§ Aufgabe A
Schreiben Sie aus dem Textauszug über die Lebensforschung die Stelle von „Wenn man nicht“ bis einschließlich „andere Wirklichkeiten abzurufen.“ wortgetreu ab.
§ Aufgabe B
Setzen Sie den Textauszug über die Lebensforschung nach seinem letzten Satz fort.

§ Textauszug
○ ○ ○ ○ ○
Die Ausgrenzung neuer Denk- und Lebensformen gibt es nicht erst seit „Corona“. Durch Selbstkritik und die Schulung von Friedensfähigkeit können wir ihr begegnen. Exklusivabdruck aus „Die heilige Matrix“.

Das Projekt hatte sich in ein Forschungsprojekt verwandelt. Wir betrieben Gemeinschaftsforschung, Heilungsforschung, Kunstforschung. Alles zusammen nannten wir Lebensforschung. Die Schöpfung erschien uns als ein Kunstwerk, in dem dauernd neue Facetten zu entdecken waren.

Wenn man nicht mehr mit der alten Brille schaute, sah man neue Bilder, wir brauchten dafür keine halluzinogenen Drogen. Es gab eine tiefe Resonanz zwischen Denken und Wirklichkeit. Wir waren in der Lage, durch eine Veränderung unserer Gedanken andere Wirklichkeiten abzurufen.
○ ○ ○ ○ ○
§ Bereitgestellte Daten
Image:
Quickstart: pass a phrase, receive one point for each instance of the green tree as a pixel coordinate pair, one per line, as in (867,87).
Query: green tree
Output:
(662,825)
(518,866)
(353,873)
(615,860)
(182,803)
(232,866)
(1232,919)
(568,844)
○ ○ ○ ○ ○
§ Antwortfeld A
Wenn man nicht mehr mit der alten Brille schaute, sah man neue Bilder, wir brauchten dafür keine halluzinogenen Drogen. Es gab eine tiefe Resonanz zwischen Denken und Wirklichkeit. Wir waren in der Lage, durch eine Veränderung unserer Gedanken andere Wirklichkeiten abzurufen.

§ Antwortfeld B
Diese Erkenntnisse nutzten wir für ungewöhnliche Heilungsvorgänge. Um im Inneren eines Menschen einen Heilungsvorgang zu bewirken, kann es genügen, an einer einzigen Schlüsselstelle sein „Weltbild“ zu verändern; die sogenannte Wirklichkeit wird ihm daraufhin anders entgegentreten. Krankheiten, die mit den bewussten oder unbewussten Glaubenssätzen des alten Weltbildes zusammenhängen, werden verschwinden. Ein alter Wutknoten kann sich auf der Stelle lösen, wenn der erlösende Gedanke beziehungsweise die erlösende Information in den Organismus eintreten kann.

Diesen Zusammenhang, der uns bis heute leitet, nannten wir „objektive Magie“. Wir fanden das Prinzip des „kaleidoskopischen Umschlags“ von der Matrix der Angst in die Matrix des Lebens. Wie beim Kaleidoskop genügte eine kleine Drehung, um ein fertiges Muster in ein anderes fertiges Muster zu verwandeln. Alles schien als latentes Muster, als „Blaupause“ schon vorhanden zu sein. Um diese Vorgänge regelrecht zu üben, benutzten wir Musik, Gesang und Malerei. Wir errichteten Kunstateliers und bauten einen Musikkeller. Wir übten uns in systematischer Grenzverschiebung.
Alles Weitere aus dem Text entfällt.